__The problem__. Go through the data below and copy each line that includes "trunk".

__The data__.

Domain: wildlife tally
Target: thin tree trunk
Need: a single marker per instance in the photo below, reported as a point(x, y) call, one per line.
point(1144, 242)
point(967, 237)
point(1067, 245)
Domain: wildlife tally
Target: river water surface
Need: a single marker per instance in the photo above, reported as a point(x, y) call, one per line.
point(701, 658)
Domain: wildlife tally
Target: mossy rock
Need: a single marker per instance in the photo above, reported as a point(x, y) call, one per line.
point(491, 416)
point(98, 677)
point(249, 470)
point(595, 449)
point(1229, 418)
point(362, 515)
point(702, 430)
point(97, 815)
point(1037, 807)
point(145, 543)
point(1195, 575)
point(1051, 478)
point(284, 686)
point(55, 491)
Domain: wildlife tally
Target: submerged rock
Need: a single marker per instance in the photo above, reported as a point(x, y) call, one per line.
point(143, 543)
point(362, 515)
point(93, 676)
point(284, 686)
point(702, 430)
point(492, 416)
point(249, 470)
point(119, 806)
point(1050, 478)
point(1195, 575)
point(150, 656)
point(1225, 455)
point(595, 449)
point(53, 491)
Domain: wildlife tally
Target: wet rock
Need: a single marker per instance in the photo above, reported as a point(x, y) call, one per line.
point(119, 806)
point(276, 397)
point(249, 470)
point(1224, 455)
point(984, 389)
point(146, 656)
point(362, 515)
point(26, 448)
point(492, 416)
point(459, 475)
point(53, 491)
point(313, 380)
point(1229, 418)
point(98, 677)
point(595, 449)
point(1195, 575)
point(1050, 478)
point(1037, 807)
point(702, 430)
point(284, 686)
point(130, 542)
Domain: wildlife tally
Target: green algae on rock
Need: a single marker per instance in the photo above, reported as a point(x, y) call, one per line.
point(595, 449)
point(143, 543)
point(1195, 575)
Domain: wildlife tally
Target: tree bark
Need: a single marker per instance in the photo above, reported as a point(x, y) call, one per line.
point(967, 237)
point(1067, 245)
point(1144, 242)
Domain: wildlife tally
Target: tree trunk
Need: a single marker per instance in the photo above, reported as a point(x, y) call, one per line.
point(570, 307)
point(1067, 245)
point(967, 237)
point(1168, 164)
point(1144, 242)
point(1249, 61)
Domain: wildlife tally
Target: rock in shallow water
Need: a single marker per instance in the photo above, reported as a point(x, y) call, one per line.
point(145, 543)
* * *
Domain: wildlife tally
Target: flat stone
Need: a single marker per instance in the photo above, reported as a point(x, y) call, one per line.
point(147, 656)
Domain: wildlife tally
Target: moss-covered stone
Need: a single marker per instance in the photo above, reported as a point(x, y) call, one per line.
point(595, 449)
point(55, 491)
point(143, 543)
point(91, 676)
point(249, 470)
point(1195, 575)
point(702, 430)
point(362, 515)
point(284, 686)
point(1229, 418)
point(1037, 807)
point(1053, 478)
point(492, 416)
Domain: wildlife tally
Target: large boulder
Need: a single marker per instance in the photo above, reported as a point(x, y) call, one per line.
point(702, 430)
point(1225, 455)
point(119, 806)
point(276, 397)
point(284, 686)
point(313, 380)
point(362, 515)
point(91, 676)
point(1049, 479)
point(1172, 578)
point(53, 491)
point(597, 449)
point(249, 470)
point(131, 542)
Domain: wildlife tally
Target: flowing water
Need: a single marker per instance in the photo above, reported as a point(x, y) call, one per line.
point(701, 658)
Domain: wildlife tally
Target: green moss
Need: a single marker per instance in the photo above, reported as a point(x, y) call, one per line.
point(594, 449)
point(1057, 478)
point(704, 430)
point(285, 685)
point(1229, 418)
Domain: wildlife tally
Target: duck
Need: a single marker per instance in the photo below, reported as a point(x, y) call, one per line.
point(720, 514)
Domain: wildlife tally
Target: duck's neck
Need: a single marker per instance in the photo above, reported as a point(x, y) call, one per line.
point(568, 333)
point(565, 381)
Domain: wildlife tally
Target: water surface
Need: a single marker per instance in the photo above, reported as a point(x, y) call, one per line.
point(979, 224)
* * *
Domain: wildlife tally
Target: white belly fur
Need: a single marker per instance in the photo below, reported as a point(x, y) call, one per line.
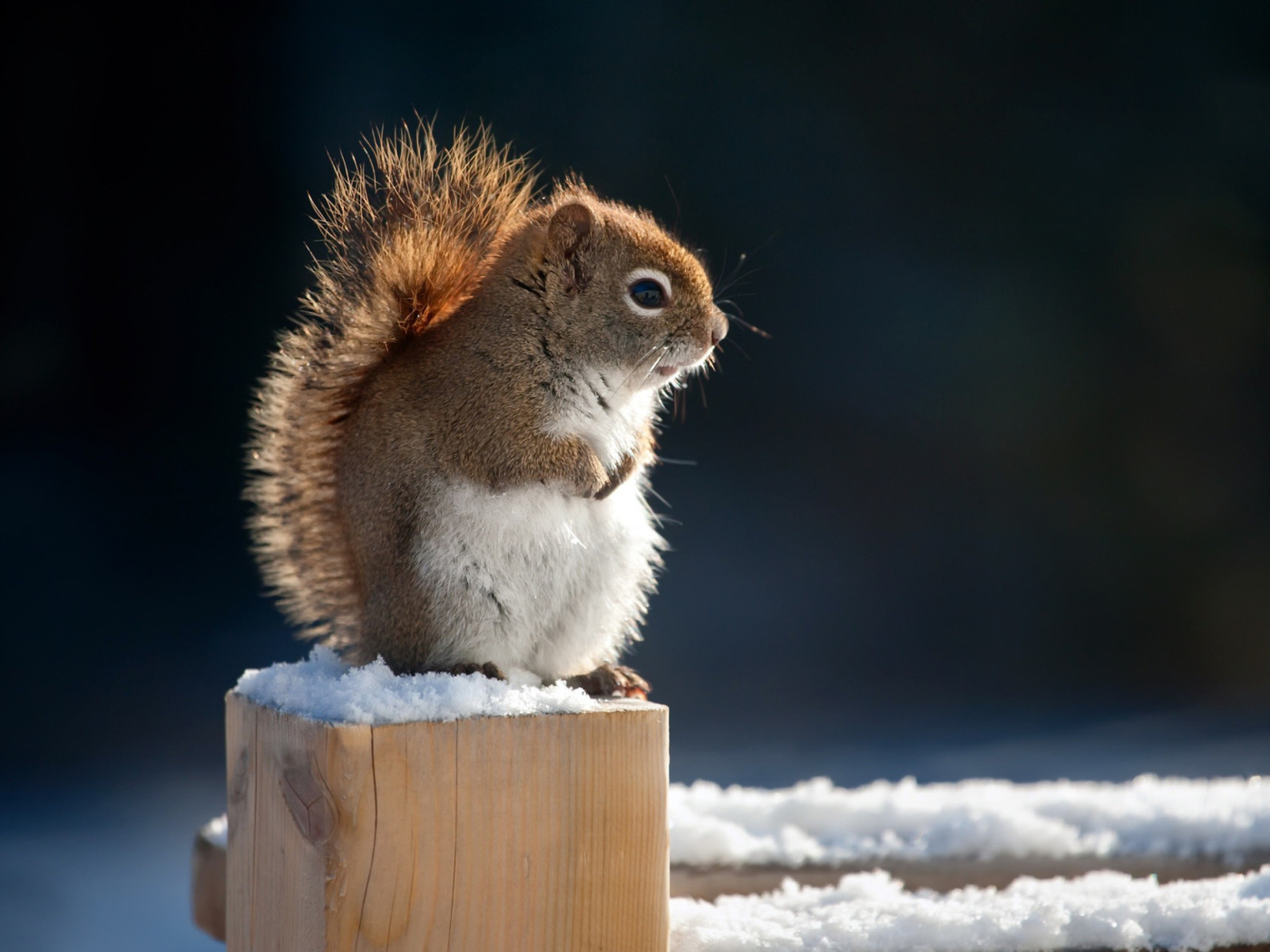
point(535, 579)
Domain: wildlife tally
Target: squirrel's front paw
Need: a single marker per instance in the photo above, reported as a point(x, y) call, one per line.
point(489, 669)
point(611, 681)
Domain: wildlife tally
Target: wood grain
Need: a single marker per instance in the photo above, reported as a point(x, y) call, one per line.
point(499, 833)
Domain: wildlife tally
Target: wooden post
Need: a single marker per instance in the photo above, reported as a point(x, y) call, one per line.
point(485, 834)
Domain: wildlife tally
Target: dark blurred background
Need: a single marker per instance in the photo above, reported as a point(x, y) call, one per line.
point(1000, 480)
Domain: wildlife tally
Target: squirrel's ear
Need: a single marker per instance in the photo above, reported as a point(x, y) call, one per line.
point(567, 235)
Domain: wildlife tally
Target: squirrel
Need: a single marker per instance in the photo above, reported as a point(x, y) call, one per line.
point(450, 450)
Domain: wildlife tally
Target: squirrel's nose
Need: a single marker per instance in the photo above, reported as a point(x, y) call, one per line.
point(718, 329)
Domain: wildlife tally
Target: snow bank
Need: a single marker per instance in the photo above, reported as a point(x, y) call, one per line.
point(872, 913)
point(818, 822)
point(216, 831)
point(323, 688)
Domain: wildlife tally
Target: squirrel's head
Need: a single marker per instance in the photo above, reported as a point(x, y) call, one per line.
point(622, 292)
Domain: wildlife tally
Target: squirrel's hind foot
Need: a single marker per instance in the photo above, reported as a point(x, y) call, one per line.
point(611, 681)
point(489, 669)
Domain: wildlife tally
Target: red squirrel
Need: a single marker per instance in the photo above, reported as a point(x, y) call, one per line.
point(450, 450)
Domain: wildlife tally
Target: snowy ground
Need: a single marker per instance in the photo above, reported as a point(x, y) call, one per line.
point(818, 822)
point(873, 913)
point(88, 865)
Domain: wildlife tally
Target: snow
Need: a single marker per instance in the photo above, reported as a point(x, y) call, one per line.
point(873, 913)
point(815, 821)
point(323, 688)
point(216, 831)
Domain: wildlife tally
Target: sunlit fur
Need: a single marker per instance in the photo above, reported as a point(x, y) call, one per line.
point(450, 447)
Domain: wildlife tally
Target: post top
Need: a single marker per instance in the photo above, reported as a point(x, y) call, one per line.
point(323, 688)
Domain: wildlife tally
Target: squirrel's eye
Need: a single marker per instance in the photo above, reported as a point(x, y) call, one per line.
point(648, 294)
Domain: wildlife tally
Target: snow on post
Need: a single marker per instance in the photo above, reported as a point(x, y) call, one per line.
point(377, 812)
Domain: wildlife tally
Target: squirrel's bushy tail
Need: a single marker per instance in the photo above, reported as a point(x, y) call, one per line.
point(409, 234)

__Result of the exercise__.
Target: thin tree trunk
Target: tree trunk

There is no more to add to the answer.